EXCERPT TO READ →

ROME — Adapting to the post-pandemic world, the itinerant Catholic festival known as the World Meeting of Families will take place in Rome this week, but with events livestreamed around the world and many dioceses organizing events.

Originally scheduled for 2021, to coincide with the 5th anniversary of the publication of Pope Francis’s encyclical on the family, Amoris Laetitia, the event was moved to June 22-26, 2022, due to the COVID-19 pandemic.

When the move was announced, the Vatican also said that, at Pope Francis’s request, the event wouldn’t have the usual format where thousands of families flock to the host city. Instead, the WMOF 2022 is by invite only, primarily representatives of episcopal conferences and ecclesial movements. The number of families attending is estimated at 2,000.

The Dicastery for Laity, Family, and Life has requested bishops’ conferences include a limited number of married couples and families in their delegations, along with clergy who have focused their ministry towards marriages and families.

TO DO →
1. Answer the following questions using the report on the World Meeting of Families.
(a) In what year was the event originally scheduled to take place?
(b) About how many families are estimated to attend?
(c) Which Vatican body asked bishops' conferences to include married couples and families in their delegations?
2. Extend the report on the World Meeting of Families, beginning after its final sentence.

EXCERPTED RECORDS →
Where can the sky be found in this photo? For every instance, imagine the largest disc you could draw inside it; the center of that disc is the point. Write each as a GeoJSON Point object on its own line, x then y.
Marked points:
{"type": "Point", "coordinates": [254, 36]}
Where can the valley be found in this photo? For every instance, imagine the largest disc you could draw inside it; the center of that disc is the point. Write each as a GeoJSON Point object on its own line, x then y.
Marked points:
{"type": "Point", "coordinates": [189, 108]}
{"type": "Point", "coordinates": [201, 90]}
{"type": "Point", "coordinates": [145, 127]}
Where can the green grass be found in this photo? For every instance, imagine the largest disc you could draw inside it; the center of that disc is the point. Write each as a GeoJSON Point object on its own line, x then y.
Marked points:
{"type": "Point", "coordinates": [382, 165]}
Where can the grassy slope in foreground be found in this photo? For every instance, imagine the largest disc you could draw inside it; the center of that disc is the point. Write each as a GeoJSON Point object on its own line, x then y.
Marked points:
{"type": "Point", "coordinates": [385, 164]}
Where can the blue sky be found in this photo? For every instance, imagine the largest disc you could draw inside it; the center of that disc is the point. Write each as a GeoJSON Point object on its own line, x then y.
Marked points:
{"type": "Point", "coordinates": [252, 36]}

ANSWER SET →
1.
(a) 2021
(b) 2,000
(c) The Dicastery for Laity, Family, and Life

2.
The Vatican is strongly encouraging that all dioceses celebrate the World Meeting by gathering families for a customized, local experience of formation, prayer, and fellowship.

The gathering will focus on the theme of “Family love: a vocation and a path to holiness” and marks the end of the Amoris Laetitia Family Year. The program in Rome and through livestream includes Mass in St. Peter’s Basilica, talks by lay Catholic couples, family activities, and a live performance by Italian operatic pop trio Il Volo.

Pope Francis will participate in three events: The Festival of Families, which will open the gathering, on the afternoon of June 22; Mass in St. Peter’s Square on Saturday evening, June 25; and on Sunday, he will address families at the Angelus and commission them to share what they have learned with others when they return home. If he upholds tradition, the city and year for the next edition will be announced at this time.

“To prepare for this new multi-center and widespread edition of the World Meeting we had to deal with many challenges, starting with the pandemic, which delayed and complicated the organization, but we did it,” said Gabriella Gambino, Undersecretary of the Dicastery for the Laity, the Family and Life. “Around the world so many dioceses are organizing to gather families around their bishop or parish priest: they are using the same pattern as the Meeting to be held in Rome.”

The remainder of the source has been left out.